> STATED GOAL
Transcribe the whole listing without a single picture.

(Records of labeled points)

★ ★ ★ ★

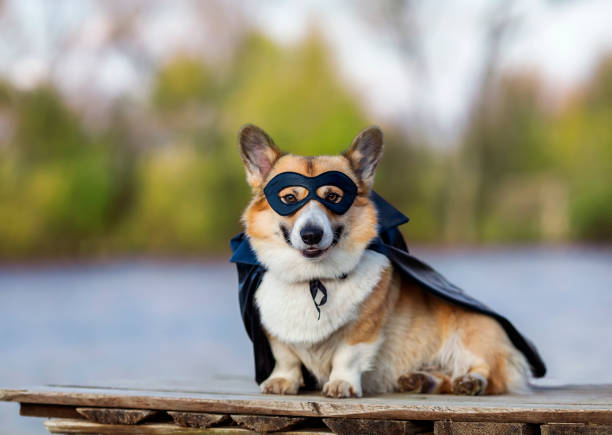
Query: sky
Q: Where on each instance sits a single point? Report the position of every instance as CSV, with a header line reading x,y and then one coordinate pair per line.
x,y
560,40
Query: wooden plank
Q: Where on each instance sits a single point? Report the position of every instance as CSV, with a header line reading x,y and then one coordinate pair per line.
x,y
573,404
350,426
480,428
115,415
575,428
69,426
266,423
197,419
58,411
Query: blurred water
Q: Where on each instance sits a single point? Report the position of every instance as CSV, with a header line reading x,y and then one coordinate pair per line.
x,y
165,320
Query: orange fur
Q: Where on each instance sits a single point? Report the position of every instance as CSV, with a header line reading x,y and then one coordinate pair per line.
x,y
442,343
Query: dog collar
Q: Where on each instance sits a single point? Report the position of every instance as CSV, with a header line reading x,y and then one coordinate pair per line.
x,y
317,286
329,178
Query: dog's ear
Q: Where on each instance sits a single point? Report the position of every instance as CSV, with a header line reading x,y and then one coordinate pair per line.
x,y
365,153
258,153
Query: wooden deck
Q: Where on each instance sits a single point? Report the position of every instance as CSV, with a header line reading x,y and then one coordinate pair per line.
x,y
232,405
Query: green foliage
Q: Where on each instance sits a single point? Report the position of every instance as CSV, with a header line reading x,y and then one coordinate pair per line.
x,y
170,180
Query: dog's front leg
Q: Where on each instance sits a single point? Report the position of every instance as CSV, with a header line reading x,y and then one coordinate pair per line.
x,y
286,378
348,363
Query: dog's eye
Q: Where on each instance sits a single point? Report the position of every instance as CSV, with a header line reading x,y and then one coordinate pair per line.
x,y
332,197
289,198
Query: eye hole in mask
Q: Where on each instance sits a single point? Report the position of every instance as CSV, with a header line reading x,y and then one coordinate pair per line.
x,y
289,191
293,194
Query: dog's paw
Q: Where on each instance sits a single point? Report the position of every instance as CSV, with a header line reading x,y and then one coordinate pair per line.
x,y
340,389
471,384
418,382
279,386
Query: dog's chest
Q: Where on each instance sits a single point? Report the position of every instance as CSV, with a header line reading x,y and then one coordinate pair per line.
x,y
288,312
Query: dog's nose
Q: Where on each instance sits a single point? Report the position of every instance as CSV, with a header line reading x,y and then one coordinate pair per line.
x,y
311,235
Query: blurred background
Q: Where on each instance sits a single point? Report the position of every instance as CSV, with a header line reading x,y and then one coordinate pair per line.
x,y
120,183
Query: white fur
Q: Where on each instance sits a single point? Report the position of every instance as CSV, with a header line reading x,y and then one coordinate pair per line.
x,y
312,214
287,310
280,258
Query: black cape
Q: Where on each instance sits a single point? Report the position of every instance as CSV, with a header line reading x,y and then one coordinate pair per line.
x,y
389,242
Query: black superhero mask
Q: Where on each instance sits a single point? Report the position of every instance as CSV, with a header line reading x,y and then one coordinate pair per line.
x,y
291,179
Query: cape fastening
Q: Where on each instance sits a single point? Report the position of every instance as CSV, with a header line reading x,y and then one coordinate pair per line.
x,y
390,243
312,184
292,179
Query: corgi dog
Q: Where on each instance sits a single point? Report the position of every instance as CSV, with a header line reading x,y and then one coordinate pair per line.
x,y
311,218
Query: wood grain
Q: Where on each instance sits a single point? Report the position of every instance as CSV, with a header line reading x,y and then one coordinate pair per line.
x,y
266,423
350,426
197,419
70,426
479,428
570,404
58,411
575,429
115,415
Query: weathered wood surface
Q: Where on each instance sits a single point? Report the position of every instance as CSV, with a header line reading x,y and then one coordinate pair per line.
x,y
351,426
115,415
71,426
575,429
266,423
197,419
478,428
571,404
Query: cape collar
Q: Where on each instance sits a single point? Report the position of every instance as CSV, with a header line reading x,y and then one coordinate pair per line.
x,y
388,217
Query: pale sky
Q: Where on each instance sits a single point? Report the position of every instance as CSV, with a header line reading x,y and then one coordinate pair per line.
x,y
561,40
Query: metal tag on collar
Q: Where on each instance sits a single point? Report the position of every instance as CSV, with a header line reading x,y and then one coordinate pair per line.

★ ★ ★ ★

> COMPLETED TASK
Query: sky
Q: Where on each instance sits a single point? Report the position of every instance as CSV, with a header line reading x,y and then one coordinate pair per line.
x,y
560,40
Query: wooden plank
Q: Where on each instance sits a single point? Report the position of every instance as CSV, with a header line reading x,y and then one coordinate pair per line.
x,y
573,404
350,426
480,428
115,415
575,428
69,426
266,423
197,419
58,411
Query: blurred water
Q: Where on each instance sits a single point? Report the position of every instance as CSV, with a header line reading x,y and then one coordinate pair per line.
x,y
165,320
Query: orange fur
Q: Where on each instance sits a single point? Report the position of every instance as CSV, with a header line reading x,y and then one coordinate pair per line.
x,y
442,343
Query: dog collar
Q: Where on each instance sits a single point? Report the position of every instance as CSV, with a header line reading x,y and then one coordinate pair per line.
x,y
317,286
329,178
Query: dog's ear
Q: Where on each instance sits a single point? Report the position of every instance as CSV, with a header line reading x,y and then one coordinate pair per line.
x,y
365,153
258,153
Query: wooden deck
Q: Where on each instance sits a single point? Report the position of every instance as CSV, with a header line reading x,y and then one coordinate pair per line.
x,y
232,405
Query: green foliage
Q: Where on each instance sits a single point? Report the position of every instance as CSV, with a header line reading x,y and then one coordinate pair per line.
x,y
170,180
Query: dog's front leg
Q: Where on each instance sits a single point? Report the position of every instance as CSV, with a header line reading x,y and then one coordinate pair per line.
x,y
286,378
348,363
Query: dog's eye
Q: Where on each instance sits a single point? Report the position of every instance as CSV, with a header line reading x,y and then one coordinate pair per line.
x,y
332,197
289,198
Query: eye hole in mask
Q: Where on each instance sits a single point? Report the position of every instance as CSV, with a header line reading x,y and then one coordinate pair per line.
x,y
289,191
293,194
Query: dog's paw
Q: Where on each instance sits a single point? Report the position of every instance as CSV, with a header line reading x,y and then one coordinate pair per line.
x,y
340,389
471,384
418,382
279,386
Query: dog's chest
Q: Where on each instance sits a single point? Report the position of every instance as CSV, with a header line reading x,y and then one coordinate pair per line.
x,y
288,312
Query: dog's nose
Q: Where on each instance sits a single point? Report the position of every instance as CSV, with a header line reading x,y and then one coordinate pair per line.
x,y
311,235
Query: blurred background
Q: Where on each instance sits a single point? Report the position of every instance as CSV, with a header line reading x,y and then one coordinate pair per line.
x,y
120,183
Query: white fur
Q: Where on each instance sits a single point? Report the position of every instance as CSV, with a header line reading x,y and then one coordinate pair per line.
x,y
312,214
287,310
280,258
Query: black cape
Q: Where on each instance sits a single point? Report the position of every instance as CSV, with a header line reading x,y and then one coordinate pair per line.
x,y
389,242
Query: black superhero mask
Q: Where on each instance sits a single point? Report the position of every instance as CSV, with a header line reading x,y and then one coordinate pair per line.
x,y
291,179
Query: cape fastening
Q: Where on each instance sits a single point? Report the position of every instance as CSV, with a header line reading x,y and then one coordinate pair per line.
x,y
390,243
312,184
292,179
Query: corgi dog
Q: Where on each instance sits a single point? Report the position of every instance as CSV, with a header line reading x,y and then one coordinate pair per line.
x,y
311,218
Query: wood grain
Q: Where on each instance sits a single point? Report the position of every instance as CSV, with a header line reading x,y and then one coordinate pair per line.
x,y
266,423
350,426
197,419
70,426
479,428
570,404
58,411
575,429
115,415
Query: weathered wood surface
Q: Where on each instance sits a single point? Report the position of every instance as CSV, with a header line reading x,y and then one coordinate pair per line.
x,y
351,426
115,415
71,426
575,429
266,423
197,419
478,428
571,404
Query: cape collar
Q: Where on each instance sits a single point? Report the position of every instance as CSV, with a header line reading x,y and then one coordinate pair per line.
x,y
388,217
Query: pale sky
Q: Where on each instance sits a single point? Report the position of every instance as CSV, with a header line reading x,y and then one coordinate pair per line.
x,y
561,40
Query: metal tag on collar
Q: Where on each instance sits a single point? Report the position of every instance as CSV, with a header line reading x,y and then one coordinate pair per line.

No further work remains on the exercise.